Problems to work on =>
1 – Set down the passage of the article on the CBRM garbage and recycling app from "Francis Campbell, the solid" up to and including "post holiday cancellations.", copying each word and punctuation mark precisely.
2 – According to the article on the CBRM garbage and recycling app, why does the app set up reminders through the calendar on a person's phone? Answer in one to three sentences.
3 – Extend the article on the CBRM garbage and recycling app, continuing on from its final sentence.
**** Exercise text ****
A new app has been developed that allows residents to enter their address and find the specific day and time their garbage or recycling should be sitting at the end of their driveway.

The CBRM solid waste department had been working for months with an app developer who has made similar apps throughout North America.

Francis Campbell, the solid waste manager for CBRM, said one of the best parts of the app is the database that allows residents to search for what to do with specific waste materials.

“The search tool will educate residents in how to recycle or properly dispose of materials, and it’ll provide the curbside drop-off locations,” said Campbell.

The app sets up reminders through the calendar on a person’s phone so they will be reminded the night before to put out their garbage, recycling or green bin.

It also will be able to quickly let residents know if there is a cancellation or delay on a collection day, as well as post holiday cancellations.

CBRM deputy mayor Earlene MacMullin downloaded the app and said it was ‘fantastic.’ (CBRM)

Earlene MacMullin, the deputy mayor of CBRM, said she downloaded the app while getting the presentation on it and already found it useful.

“This is already fantastic and it seems very simplistic. I know deep down it isn’t, but in my first three minutes of using it, I encourage residents to check this out,” said MacMullin.
**** Supplied material ****
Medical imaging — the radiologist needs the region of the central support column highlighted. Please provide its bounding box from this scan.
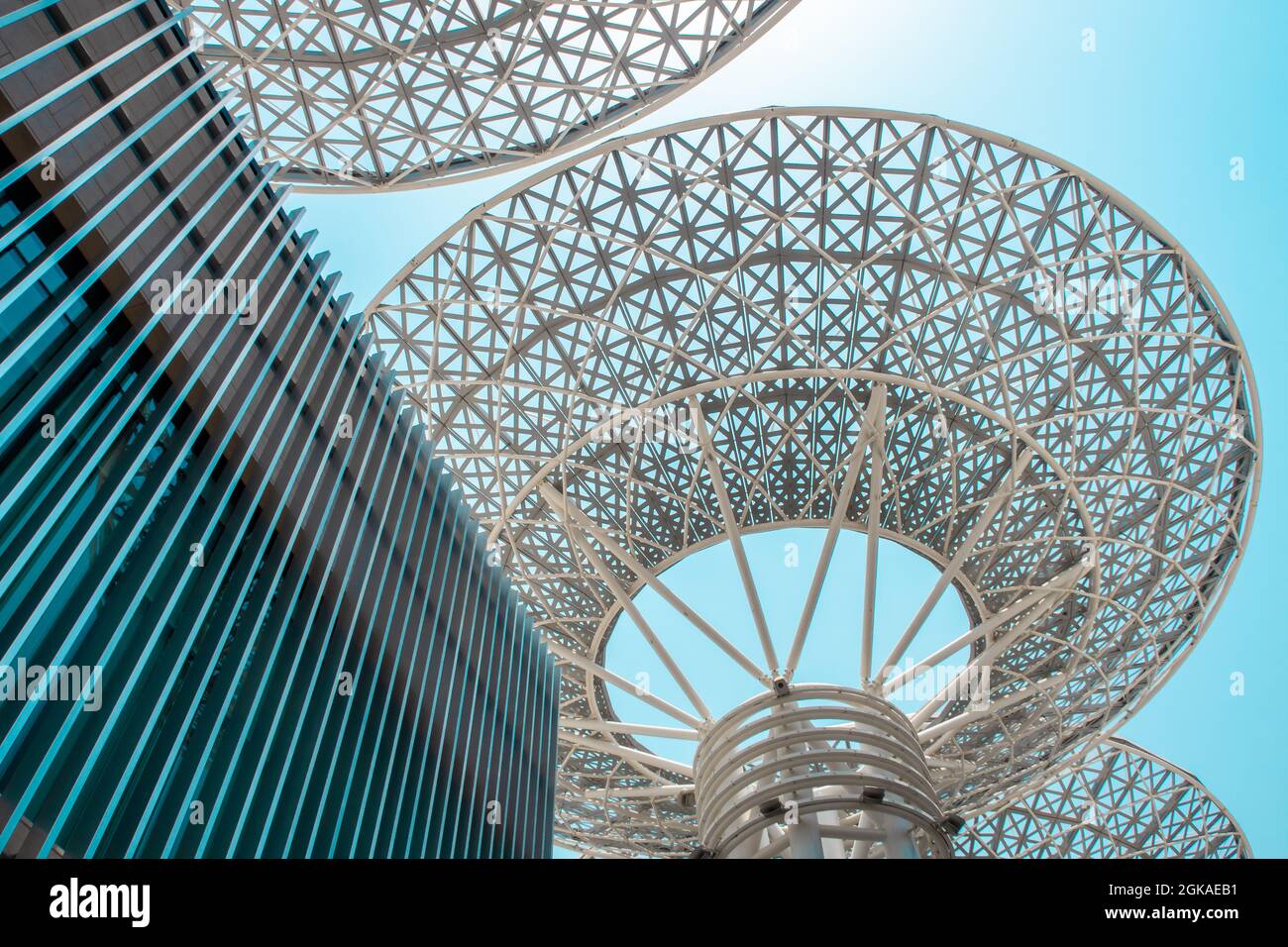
****
Numbered responses =>
1 –
Francis Campbell, the solid waste manager for CBRM, said one of the best parts of the app is the database that allows residents to search for what to do with specific waste materials.

“The search tool will educate residents in how to recycle or properly dispose of materials, and it’ll provide the curbside drop-off locations,” said Campbell.

The app sets up reminders through the calendar on a person’s phone so they will be reminded the night before to put out their garbage, recycling or green bin.

It also will be able to quickly let residents know if there is a cancellation or delay on a collection day, as well as post holiday cancellations.

2 – The app sets up these calendar reminders so that residents are reminded the night before to put out their garbage, recycling or green bin.

3 –
There will also be a web-based version along with online information regarding waste collection on the CBRM website. This will be coming when the app is fully launched in a few weeks time.

Coun. Cyril MacDonald said he is glad that people who do not have access to a smartphone can still have access to the information. 

“We’re not removing a service. You’re still able to get your calendar printed off, so I think this is great,” said MacDonald.

People who may not have access to a computer or a smartphone will still have the option to call the CBRM solid waste hotline to find out the information they need.

Mayor Amanda McDougall said she is happy she has an easy way to never forget what waste is being collected each week.

The app is now available for download through smartphone app stores.